Required work: Lift every line from the entries that includes the word "blurred".

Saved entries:
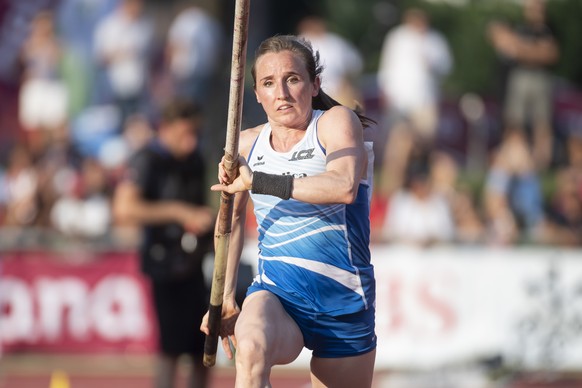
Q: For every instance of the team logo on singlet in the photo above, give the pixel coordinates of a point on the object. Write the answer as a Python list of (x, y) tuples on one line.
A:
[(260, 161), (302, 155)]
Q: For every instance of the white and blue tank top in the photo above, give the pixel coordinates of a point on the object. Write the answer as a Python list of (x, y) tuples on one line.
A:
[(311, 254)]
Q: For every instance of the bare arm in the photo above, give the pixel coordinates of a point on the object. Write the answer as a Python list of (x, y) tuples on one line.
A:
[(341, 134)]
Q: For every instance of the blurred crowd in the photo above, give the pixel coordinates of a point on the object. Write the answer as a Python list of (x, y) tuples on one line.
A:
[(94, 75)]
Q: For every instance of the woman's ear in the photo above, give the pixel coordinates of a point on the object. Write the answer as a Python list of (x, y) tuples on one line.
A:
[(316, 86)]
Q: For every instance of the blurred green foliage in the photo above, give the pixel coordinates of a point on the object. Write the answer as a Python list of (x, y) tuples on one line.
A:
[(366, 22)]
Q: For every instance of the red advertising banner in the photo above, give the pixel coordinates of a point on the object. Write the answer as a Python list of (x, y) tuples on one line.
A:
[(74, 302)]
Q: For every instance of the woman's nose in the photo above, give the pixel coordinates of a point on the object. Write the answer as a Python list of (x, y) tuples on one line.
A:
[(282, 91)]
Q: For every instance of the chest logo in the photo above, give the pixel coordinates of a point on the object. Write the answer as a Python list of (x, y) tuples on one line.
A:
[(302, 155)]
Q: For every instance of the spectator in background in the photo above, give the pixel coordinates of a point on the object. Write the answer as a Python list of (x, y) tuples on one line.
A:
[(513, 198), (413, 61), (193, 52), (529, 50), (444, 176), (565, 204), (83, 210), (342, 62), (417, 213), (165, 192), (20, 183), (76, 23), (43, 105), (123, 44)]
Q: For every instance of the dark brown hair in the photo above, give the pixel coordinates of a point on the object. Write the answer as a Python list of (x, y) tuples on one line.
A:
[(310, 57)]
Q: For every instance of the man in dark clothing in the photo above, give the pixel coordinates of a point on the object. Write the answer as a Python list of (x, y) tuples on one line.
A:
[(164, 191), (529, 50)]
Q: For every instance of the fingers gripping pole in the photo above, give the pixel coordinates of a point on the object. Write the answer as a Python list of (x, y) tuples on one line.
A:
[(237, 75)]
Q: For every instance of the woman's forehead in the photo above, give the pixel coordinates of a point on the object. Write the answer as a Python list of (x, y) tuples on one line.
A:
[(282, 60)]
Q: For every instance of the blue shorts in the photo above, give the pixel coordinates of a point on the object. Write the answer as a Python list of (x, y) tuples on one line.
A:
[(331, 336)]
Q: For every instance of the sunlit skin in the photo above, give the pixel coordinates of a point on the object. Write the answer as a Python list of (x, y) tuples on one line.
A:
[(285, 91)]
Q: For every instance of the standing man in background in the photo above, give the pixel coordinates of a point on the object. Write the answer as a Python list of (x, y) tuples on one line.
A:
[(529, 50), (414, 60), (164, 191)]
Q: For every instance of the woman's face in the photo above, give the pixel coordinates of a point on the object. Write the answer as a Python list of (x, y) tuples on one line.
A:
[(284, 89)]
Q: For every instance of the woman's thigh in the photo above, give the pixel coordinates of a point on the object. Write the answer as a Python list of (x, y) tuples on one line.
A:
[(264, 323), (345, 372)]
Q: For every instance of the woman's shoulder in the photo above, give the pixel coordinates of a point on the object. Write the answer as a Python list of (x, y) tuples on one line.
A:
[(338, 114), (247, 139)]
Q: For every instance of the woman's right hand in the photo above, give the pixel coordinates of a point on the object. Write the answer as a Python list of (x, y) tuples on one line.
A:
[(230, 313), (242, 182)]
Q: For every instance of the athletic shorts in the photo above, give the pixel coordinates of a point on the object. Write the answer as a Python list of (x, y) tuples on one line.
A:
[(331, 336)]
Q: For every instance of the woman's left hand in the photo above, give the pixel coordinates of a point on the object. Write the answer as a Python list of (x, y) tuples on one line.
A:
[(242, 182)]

Answer to this task:
Q: For every instance of the blurred crowd in the photo above, give the pixel coordinates of a point on the object. Write the answer as a Python list of (x, y) tuples on one line.
Q: For every instance of the blurred green foliage in the photo above, give the pixel coordinates of a point on the object. Write the answer as a Python list of (x, y) tuples on one line.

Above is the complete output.